- Exercise description
Reproduce the material below word for word, keeping every line and character unchanged.

○ ○ ○ ○ ○

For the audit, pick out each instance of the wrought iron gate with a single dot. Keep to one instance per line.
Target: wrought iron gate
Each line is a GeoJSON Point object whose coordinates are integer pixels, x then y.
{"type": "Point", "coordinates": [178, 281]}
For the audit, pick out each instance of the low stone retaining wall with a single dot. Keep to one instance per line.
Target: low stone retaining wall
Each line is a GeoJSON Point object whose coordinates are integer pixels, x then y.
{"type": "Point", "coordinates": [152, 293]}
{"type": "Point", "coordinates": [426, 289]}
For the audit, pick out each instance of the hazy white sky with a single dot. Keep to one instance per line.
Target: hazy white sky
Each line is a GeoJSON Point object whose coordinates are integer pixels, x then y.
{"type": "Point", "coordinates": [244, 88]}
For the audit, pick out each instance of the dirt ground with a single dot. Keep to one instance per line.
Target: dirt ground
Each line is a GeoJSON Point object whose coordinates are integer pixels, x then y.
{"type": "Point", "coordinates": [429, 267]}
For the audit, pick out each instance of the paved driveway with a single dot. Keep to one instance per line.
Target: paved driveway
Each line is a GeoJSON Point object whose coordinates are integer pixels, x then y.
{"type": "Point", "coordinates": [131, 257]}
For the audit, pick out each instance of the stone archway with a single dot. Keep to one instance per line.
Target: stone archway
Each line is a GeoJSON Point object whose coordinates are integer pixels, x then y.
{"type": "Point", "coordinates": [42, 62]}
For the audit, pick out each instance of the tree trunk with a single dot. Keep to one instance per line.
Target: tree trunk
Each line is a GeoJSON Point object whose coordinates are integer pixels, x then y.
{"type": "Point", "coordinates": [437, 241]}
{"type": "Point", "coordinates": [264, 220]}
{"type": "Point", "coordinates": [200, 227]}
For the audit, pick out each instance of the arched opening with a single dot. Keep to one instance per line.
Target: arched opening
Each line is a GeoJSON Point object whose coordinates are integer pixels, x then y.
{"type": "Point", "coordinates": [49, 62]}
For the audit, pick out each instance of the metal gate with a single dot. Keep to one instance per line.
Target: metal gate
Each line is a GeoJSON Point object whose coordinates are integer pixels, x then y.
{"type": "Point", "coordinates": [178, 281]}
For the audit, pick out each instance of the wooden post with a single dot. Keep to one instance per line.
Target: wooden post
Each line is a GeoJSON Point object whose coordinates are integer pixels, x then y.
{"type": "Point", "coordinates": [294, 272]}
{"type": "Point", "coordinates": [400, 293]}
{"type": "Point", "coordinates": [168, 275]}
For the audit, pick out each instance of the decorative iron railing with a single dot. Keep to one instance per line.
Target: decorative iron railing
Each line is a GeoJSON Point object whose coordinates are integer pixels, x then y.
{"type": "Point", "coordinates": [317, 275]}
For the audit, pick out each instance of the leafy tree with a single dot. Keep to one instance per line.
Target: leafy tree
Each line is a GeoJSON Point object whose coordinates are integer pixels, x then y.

○ ○ ○ ○ ○

- Task result
For the audit, pick out each instance of the wrought iron gate with a single dot. Keep to one instance per line.
Target: wrought iron gate
Each line is a GeoJSON Point object whose coordinates are integer pixels, x then y.
{"type": "Point", "coordinates": [178, 281]}
For the audit, pick out each instance of the low stone retaining wall with a single dot. Keep to one instance per line.
Target: low stone retaining wall
Each line is a GeoJSON Point object whose coordinates are integer pixels, x then y.
{"type": "Point", "coordinates": [152, 293]}
{"type": "Point", "coordinates": [426, 289]}
For the audit, pick out each instance of the hazy white sky with a single dot. Keep to one instance per line.
Target: hazy white sky
Each line is a GeoJSON Point object whose coordinates are integer pixels, x then y.
{"type": "Point", "coordinates": [244, 88]}
For the audit, pick out each instance of the dirt ground with a single dot. Keep to one instance per line.
Target: dirt ground
Each line is a GeoJSON Point object whose coordinates are integer pixels, x then y.
{"type": "Point", "coordinates": [429, 267]}
For the audit, pick out each instance of the paved driveway with a single dot. Keep to one instance per line.
Target: paved driveway
Each line is a GeoJSON Point object whose coordinates are integer pixels, x then y.
{"type": "Point", "coordinates": [131, 257]}
For the audit, pick out each instance of the stone archway with a single dot. Keep to one instance per line.
Target: stone archway
Each line is a GeoJSON Point object whose coordinates are integer pixels, x then y.
{"type": "Point", "coordinates": [42, 62]}
For the audit, pick out each instance of the tree trunk with a single dot. Keep to one instance per line.
Target: tree trunk
Each line is a GeoJSON Point object whose coordinates are integer pixels, x then y.
{"type": "Point", "coordinates": [437, 241]}
{"type": "Point", "coordinates": [264, 220]}
{"type": "Point", "coordinates": [200, 227]}
For the audit, pick out each instance of the arched opening with a single dot. Keep to one instance per line.
Target: arched opening
Each line is a GeoJSON Point object whose coordinates are integer pixels, x then y.
{"type": "Point", "coordinates": [49, 62]}
For the audit, pick out each instance of the metal gate with a single dot. Keep to one instance per line.
Target: metal gate
Each line is a GeoJSON Point object whose coordinates are integer pixels, x then y.
{"type": "Point", "coordinates": [178, 281]}
For the audit, pick out each instance of the wooden post with a single dot. Keep to one instance per line.
Target: wooden post
Each line is a GeoJSON Point object whose coordinates are integer pixels, x then y.
{"type": "Point", "coordinates": [294, 272]}
{"type": "Point", "coordinates": [400, 293]}
{"type": "Point", "coordinates": [168, 275]}
For the audit, pick out each instance of the decorative iron railing with a single dot. Keep to one instance per line.
Target: decorative iron railing
Each line is a GeoJSON Point object whose coordinates are integer pixels, x then y.
{"type": "Point", "coordinates": [317, 275]}
For the audit, pick out each instance of the leafy tree with a single dot. Keep to one instance per line.
Target: leafy tree
Each line is a GeoJSON Point object whose coordinates are integer pixels, x then y.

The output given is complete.